Position identification records
——————————

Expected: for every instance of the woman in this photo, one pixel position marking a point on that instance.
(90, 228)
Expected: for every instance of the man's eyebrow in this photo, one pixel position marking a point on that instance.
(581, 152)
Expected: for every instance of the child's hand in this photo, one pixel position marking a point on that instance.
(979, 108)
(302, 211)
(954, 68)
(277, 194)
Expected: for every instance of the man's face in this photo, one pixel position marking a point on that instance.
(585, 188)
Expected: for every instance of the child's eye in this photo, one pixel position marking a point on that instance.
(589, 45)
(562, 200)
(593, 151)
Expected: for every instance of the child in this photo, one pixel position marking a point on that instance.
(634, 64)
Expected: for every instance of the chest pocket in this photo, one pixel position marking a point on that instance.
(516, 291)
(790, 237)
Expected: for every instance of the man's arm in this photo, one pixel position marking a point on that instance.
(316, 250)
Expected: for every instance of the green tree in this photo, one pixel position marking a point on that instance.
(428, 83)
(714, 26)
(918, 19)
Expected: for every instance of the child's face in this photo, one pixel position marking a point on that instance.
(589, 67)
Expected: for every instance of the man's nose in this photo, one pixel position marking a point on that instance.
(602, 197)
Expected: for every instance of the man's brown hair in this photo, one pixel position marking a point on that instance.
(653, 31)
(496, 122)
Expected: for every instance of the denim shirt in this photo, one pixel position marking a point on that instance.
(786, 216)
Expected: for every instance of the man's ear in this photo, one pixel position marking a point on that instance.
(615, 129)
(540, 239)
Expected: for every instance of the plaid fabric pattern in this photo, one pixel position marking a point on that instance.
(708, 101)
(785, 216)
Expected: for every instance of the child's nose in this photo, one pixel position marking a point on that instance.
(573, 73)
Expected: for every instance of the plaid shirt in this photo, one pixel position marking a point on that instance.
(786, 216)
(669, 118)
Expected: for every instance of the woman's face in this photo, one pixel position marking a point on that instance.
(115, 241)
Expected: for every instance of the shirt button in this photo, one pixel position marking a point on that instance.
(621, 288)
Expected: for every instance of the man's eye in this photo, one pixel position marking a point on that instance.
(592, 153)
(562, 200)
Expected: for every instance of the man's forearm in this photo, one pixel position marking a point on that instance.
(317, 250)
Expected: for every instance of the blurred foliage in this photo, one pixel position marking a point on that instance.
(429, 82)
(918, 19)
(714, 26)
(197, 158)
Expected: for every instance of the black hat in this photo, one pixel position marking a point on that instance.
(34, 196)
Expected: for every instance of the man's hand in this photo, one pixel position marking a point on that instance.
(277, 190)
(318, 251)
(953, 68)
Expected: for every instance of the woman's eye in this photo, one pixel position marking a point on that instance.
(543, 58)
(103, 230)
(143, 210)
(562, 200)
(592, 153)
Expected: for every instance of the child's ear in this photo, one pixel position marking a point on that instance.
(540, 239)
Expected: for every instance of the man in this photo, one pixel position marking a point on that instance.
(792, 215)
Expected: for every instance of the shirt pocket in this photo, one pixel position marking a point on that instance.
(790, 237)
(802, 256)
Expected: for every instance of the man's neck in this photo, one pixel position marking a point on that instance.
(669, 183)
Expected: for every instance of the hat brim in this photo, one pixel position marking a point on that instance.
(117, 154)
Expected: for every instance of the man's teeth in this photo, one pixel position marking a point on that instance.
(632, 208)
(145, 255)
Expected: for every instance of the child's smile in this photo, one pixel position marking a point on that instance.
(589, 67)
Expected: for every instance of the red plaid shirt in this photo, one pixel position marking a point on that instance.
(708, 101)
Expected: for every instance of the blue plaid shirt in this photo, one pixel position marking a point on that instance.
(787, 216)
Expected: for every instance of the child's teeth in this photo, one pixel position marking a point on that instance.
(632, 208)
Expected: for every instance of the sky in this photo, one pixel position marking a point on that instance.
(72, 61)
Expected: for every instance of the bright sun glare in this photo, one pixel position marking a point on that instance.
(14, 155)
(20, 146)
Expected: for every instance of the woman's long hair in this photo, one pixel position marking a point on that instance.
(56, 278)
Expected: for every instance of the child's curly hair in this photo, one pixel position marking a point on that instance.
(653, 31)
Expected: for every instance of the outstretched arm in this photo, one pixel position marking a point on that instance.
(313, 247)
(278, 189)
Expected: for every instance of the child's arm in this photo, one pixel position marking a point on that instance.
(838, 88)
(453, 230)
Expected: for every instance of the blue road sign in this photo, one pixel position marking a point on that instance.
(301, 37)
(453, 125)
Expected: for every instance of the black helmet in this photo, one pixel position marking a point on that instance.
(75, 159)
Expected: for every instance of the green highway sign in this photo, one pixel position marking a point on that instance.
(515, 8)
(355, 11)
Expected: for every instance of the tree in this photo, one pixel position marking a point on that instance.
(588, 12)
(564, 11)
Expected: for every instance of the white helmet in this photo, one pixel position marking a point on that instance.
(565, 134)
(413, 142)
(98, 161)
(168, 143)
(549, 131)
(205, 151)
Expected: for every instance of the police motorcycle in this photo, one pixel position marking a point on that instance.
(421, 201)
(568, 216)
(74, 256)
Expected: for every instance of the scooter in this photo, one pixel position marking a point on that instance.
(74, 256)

——————————

THE EXERCISE: Update all the items above by changing every "pixel position" to "pixel coordinate", leaving everything else unchanged, and write them out again.

COMPLETED EXERCISE:
Expected: for every instance of the woman in this photo, one pixel coordinate marking a point on that instance.
(90, 228)
Expected: for every instance of the man's eyebrow in this photo, one pixel coordinate marking a point on that instance.
(581, 152)
Expected: for every instance of the child's hand in this photo, one pixel coordinate marking a point on that instance.
(979, 108)
(302, 211)
(954, 68)
(277, 194)
Expected: for every instance of the man's face in this photo, one pixel coordinate marking a point on that instance.
(585, 188)
Expected: for every instance of the child's eye in this photo, one pixel coordinate marking a point on that instance.
(589, 45)
(562, 200)
(593, 151)
Expected: for every instance of the child in this photo, one pixel coordinate marking a point on that instance.
(634, 64)
Expected: for every instance of the chest pocket in this photo, one pixel coordinate marking a point on that instance.
(516, 291)
(790, 237)
Expected: for every instance of the man's arm in this photo, one pixel coordinate marking a point on that instance.
(316, 250)
Expected: for every instance of the green tree in this photo, one pixel coordinate marking a point on that instance.
(428, 83)
(714, 26)
(918, 19)
Expected: for every instance of the child's face in this photo, one pixel coordinate marking a point on that instance.
(589, 67)
Expected: for every instance of the man's nose in this photo, one pixel coordinate marking a point on that instance.
(602, 197)
Expected: for every instance of the man's brown hair in this photo, one pixel coordinate marking a point on that instance.
(653, 31)
(496, 122)
Expected: for every instance of the denim shirt in this photo, one pixel coordinate marking a point on that instance.
(786, 216)
Expected: for every instance of the man's ear in this photo, one pixel coordinate marking a point on that instance.
(615, 129)
(540, 239)
Expected: for every instance of the plaid fabric pattern in this photo, one pixel coordinate marking a point on that instance.
(708, 101)
(785, 216)
Expected: for every instance of the child's nose in this photo, one pixel coordinate marking a point on that instance.
(573, 73)
Expected: for every instance of the plaid shirt in this photo, one pixel coordinate marking a point on that instance.
(786, 216)
(669, 118)
Expected: for every instance of the woman's face in this photo, one pixel coordinate marking a point on that instance.
(115, 241)
Expected: for every instance of the shirt button in this photo, one pixel coordinate marking a point on that instance.
(621, 288)
Expected: for every instance of the man's eye in this photo, one pixel coordinate marking a point on that instance.
(592, 153)
(562, 200)
Expected: for every instance of the man's forearm in this photo, one pixel coordinate marking a point on that instance.
(317, 250)
Expected: for every instance of the blurred foliage in this photo, one pixel coordinate marking a point on that instance.
(429, 82)
(918, 19)
(714, 26)
(197, 158)
Expected: for every instance of the black hat in this photo, one pixel coordinate marking a point on that instance.
(34, 196)
Expected: for every instance of the man's hand in this photo, one pixel coordinate marking a point on that instance.
(277, 190)
(318, 251)
(953, 68)
Expected: for every instance of the woman's eye in this photo, one pixel coordinate marking a point on that instance.
(543, 58)
(103, 230)
(143, 210)
(562, 200)
(592, 153)
Expected: for every instance of the child's ear in this photo, one pixel coordinate marking a point on that instance.
(540, 239)
Expected: for every instance of the man in this photo, one pixel coordinate marking a point on that instance.
(792, 215)
Expected: for every instance of the shirt pocket in this photo, one pixel coordinate marking a point on that instance.
(790, 237)
(802, 256)
Expected: for every instance of the man's neck in this photo, one pixel coordinate marking a point on that instance.
(669, 183)
Expected: for every instance of the hat brim in this photo, one pixel coordinate marking a point on that instance.
(117, 154)
Expected: for every instance of the man's teeth in this photo, one pixel coordinate marking a point on that instance.
(632, 208)
(145, 255)
Expected: for every instance of the child's smile in this photo, one pixel coordinate marking a point on that instance.
(589, 67)
Expected: for every instance of the red plaid shirt in this photo, one pixel coordinate marking a point on that instance.
(708, 101)
Expected: for every instance of the blue plaid shirt in this photo, one pixel coordinate marking a point on that instance.
(787, 216)
Expected: for every instance of the child's teeth in this photo, one pixel coordinate marking a point on that instance.
(632, 208)
Expected: for every instance of the sky in this photo, one pixel coordinate marking a point on that instance.
(72, 61)
Expected: for every instance of the bright sun glare in this photo, one pixel coordinate marking a point on that instance.
(14, 155)
(20, 146)
Expected: for every instance of the woman's long hair in this photo, one pixel coordinate marking a point on that instance.
(56, 278)
Expected: for every instance of the child's curly hair in this photo, one pixel coordinate marking a point on that instance.
(653, 31)
Expected: for every instance of the outstretched arm in this photo, one pixel coordinate marking a point on that instance.
(313, 247)
(278, 189)
Expected: for every instance of the child's arm in this photo, one pixel coordinate marking a point on that instance.
(838, 88)
(453, 230)
Expected: for every instance of the blue road sign in this photo, one pixel coordinate marking a point on that instance.
(301, 37)
(453, 125)
Expected: for every instance of the black helmet in this photo, one pixel coordinate marking a point on that instance.
(75, 159)
Expected: for every instance of the green highway sign in this photo, one pixel coordinate marking a point on that instance.
(515, 8)
(355, 11)
Expected: for every instance of the tree in this photo, one pixel coordinate marking a point on that instance.
(588, 12)
(564, 11)
Expected: for every instance of the white helmet in this photo, one pixel coordinate marking a point on that instance.
(565, 134)
(413, 142)
(98, 161)
(168, 143)
(549, 131)
(205, 151)
Expected: for every instance of the police motorcycle in this photo, one pixel coordinate marking a point on that instance.
(421, 201)
(568, 216)
(74, 256)
Expected: for every instance of the scooter in this photo, one pixel coordinate marking a point on that instance.
(74, 256)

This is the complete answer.